== DATA
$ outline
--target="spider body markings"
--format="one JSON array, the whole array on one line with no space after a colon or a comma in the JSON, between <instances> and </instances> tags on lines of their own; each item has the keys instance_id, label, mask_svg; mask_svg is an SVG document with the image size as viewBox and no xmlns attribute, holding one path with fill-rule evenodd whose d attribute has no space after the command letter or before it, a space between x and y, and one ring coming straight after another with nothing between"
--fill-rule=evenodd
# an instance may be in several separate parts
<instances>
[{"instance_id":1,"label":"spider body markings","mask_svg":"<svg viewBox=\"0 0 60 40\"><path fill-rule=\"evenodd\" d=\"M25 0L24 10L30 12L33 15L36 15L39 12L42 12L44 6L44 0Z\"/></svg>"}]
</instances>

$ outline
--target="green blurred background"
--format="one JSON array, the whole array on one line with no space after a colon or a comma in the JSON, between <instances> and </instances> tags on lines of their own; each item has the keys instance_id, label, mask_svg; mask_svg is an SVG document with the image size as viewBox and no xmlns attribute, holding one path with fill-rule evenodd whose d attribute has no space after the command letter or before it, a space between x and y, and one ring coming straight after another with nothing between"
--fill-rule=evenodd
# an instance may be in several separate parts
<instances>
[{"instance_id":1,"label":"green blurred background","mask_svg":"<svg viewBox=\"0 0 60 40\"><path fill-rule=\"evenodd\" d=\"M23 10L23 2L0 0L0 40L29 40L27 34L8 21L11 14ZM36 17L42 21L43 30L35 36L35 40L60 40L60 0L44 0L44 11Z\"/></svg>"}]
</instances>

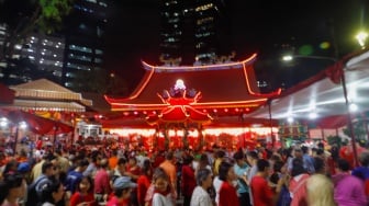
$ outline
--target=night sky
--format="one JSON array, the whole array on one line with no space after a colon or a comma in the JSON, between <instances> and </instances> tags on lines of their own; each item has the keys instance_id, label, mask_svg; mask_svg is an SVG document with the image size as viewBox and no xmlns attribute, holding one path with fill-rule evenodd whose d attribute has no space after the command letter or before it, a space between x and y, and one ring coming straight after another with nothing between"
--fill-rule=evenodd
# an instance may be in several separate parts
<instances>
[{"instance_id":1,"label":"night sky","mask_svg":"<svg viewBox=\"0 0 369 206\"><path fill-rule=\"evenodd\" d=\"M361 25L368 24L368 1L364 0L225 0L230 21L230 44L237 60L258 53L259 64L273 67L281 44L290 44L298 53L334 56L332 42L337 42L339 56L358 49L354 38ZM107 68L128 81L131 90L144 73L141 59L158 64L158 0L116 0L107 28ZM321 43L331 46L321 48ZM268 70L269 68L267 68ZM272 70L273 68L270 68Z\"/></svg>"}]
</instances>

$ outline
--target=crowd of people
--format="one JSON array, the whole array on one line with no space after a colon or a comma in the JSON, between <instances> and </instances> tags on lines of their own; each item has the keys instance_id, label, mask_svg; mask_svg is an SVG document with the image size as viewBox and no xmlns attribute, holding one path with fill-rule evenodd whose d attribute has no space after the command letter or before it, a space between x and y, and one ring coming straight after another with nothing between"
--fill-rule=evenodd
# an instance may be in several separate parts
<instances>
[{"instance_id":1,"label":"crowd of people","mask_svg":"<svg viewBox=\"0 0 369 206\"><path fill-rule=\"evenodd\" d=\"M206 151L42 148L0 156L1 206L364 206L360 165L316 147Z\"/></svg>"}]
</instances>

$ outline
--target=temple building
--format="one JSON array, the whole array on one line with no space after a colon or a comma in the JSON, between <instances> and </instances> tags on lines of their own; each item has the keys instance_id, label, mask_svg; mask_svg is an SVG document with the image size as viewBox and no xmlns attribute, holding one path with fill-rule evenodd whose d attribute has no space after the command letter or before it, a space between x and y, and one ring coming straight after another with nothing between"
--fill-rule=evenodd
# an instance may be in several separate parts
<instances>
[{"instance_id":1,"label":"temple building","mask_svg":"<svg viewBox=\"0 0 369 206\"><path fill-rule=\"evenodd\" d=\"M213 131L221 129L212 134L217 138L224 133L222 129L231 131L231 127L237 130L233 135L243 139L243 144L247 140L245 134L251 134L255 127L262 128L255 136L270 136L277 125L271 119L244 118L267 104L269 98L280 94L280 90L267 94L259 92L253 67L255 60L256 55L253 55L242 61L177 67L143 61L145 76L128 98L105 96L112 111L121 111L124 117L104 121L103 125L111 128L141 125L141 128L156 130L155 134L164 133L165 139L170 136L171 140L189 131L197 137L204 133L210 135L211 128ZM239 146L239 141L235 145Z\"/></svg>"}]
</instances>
====
# DO THIS
Copy out the entries verbatim and leave the images out.

# OUTPUT FOR THIS TASK
$ outline
--target="spider body markings"
--format="one JSON array, the whole array on one line with no space after a colon or a comma in the JSON, between <instances> and </instances> tags on lines of their own; each item has the keys instance_id, label, mask_svg; mask_svg is an SVG document with the image size as viewBox and no xmlns attribute, holding one path with fill-rule evenodd whose d attribute has no space after the command letter or before it, a space between x and y, and one ring coming straight after another with nothing between"
--fill-rule=evenodd
# an instance may be in several separate parts
<instances>
[{"instance_id":1,"label":"spider body markings","mask_svg":"<svg viewBox=\"0 0 60 40\"><path fill-rule=\"evenodd\" d=\"M25 0L24 10L30 12L33 15L36 15L39 12L42 12L44 6L44 0Z\"/></svg>"}]
</instances>

$ outline
--target="green blurred background"
--format="one JSON array, the whole array on one line with no space after a colon or a comma in the JSON, between <instances> and </instances> tags on lines of their own; each item has the keys instance_id, label, mask_svg; mask_svg is an SVG document with the image size as viewBox and no xmlns attribute, holding one path with fill-rule evenodd whose d attribute has no space after the command letter or before it, a space between x and y, and one ring coming straight after another with nothing between"
--fill-rule=evenodd
# an instance may be in several separate parts
<instances>
[{"instance_id":1,"label":"green blurred background","mask_svg":"<svg viewBox=\"0 0 60 40\"><path fill-rule=\"evenodd\" d=\"M23 10L23 2L0 0L0 40L29 40L27 34L8 21L11 14ZM36 17L42 21L43 30L35 36L35 40L60 40L60 0L44 0L44 11Z\"/></svg>"}]
</instances>

$ outline
--target=night sky
--format="one JSON array, the whole array on one line with no space after a colon or a comma in the JSON, between <instances> and </instances> tags on lines of their own; each item has the keys instance_id, label, mask_svg; mask_svg is an SVG document with the image size as viewBox and no xmlns attribute, holding one path with fill-rule evenodd whose d attribute has no space after the command letter or before it, a space between x and y, and one ring coming straight after another with nothing between"
--fill-rule=evenodd
# an instance may be in several separate parts
<instances>
[{"instance_id":1,"label":"night sky","mask_svg":"<svg viewBox=\"0 0 369 206\"><path fill-rule=\"evenodd\" d=\"M361 25L368 24L368 1L364 0L225 0L230 21L230 44L237 60L258 53L259 64L273 67L281 44L290 44L298 53L334 56L332 42L337 42L339 56L358 49L354 38ZM107 68L128 81L131 90L144 73L141 59L158 64L158 0L116 0L107 28ZM321 43L331 46L321 48ZM268 70L269 68L267 68ZM272 70L273 68L270 68Z\"/></svg>"}]
</instances>

$ outline
--target=crowd of people
--format="one JSON array, the whole array on one line with no space after a colon or a comma in the JSON, between <instances> and </instances> tags on lines of their own; each item has the keys instance_id, label, mask_svg; mask_svg is an SVG document with the image size as viewBox and no xmlns attribute, holding one path with fill-rule evenodd whose d attribute has no space after the command letter or before it, a space between x and y, and one ring coming straight after another with nothing between"
--fill-rule=evenodd
# an instance may be in several separate parts
<instances>
[{"instance_id":1,"label":"crowd of people","mask_svg":"<svg viewBox=\"0 0 369 206\"><path fill-rule=\"evenodd\" d=\"M206 151L42 148L0 156L1 206L364 206L360 165L316 147Z\"/></svg>"}]
</instances>

$ outline
--target=temple building
--format="one JSON array, the whole array on one line with no space after a colon or a comma in the JSON, between <instances> and </instances> tags on lines of their own; each item has the keys instance_id, label, mask_svg; mask_svg is an SVG document with the image size as viewBox and no xmlns attribute, holding one path with fill-rule evenodd whose d attribute has no space after the command letter or before it, a space between x and y, and one ring coming straight after another with nothing between"
--fill-rule=evenodd
# an instance may be in several separate parts
<instances>
[{"instance_id":1,"label":"temple building","mask_svg":"<svg viewBox=\"0 0 369 206\"><path fill-rule=\"evenodd\" d=\"M213 131L221 129L212 134L217 138L224 133L222 129L231 131L231 127L237 130L233 135L243 139L243 144L247 140L245 134L251 134L255 127L262 128L255 136L270 136L277 125L271 119L244 118L267 104L269 98L280 94L280 90L267 94L259 92L253 67L255 60L256 55L253 55L242 61L177 67L143 61L145 76L128 98L105 96L112 111L121 111L124 117L104 121L103 125L111 128L141 125L141 128L156 130L155 134L164 133L165 139L170 136L171 140L189 131L197 137L204 133L210 135L211 128ZM239 146L239 141L235 145Z\"/></svg>"}]
</instances>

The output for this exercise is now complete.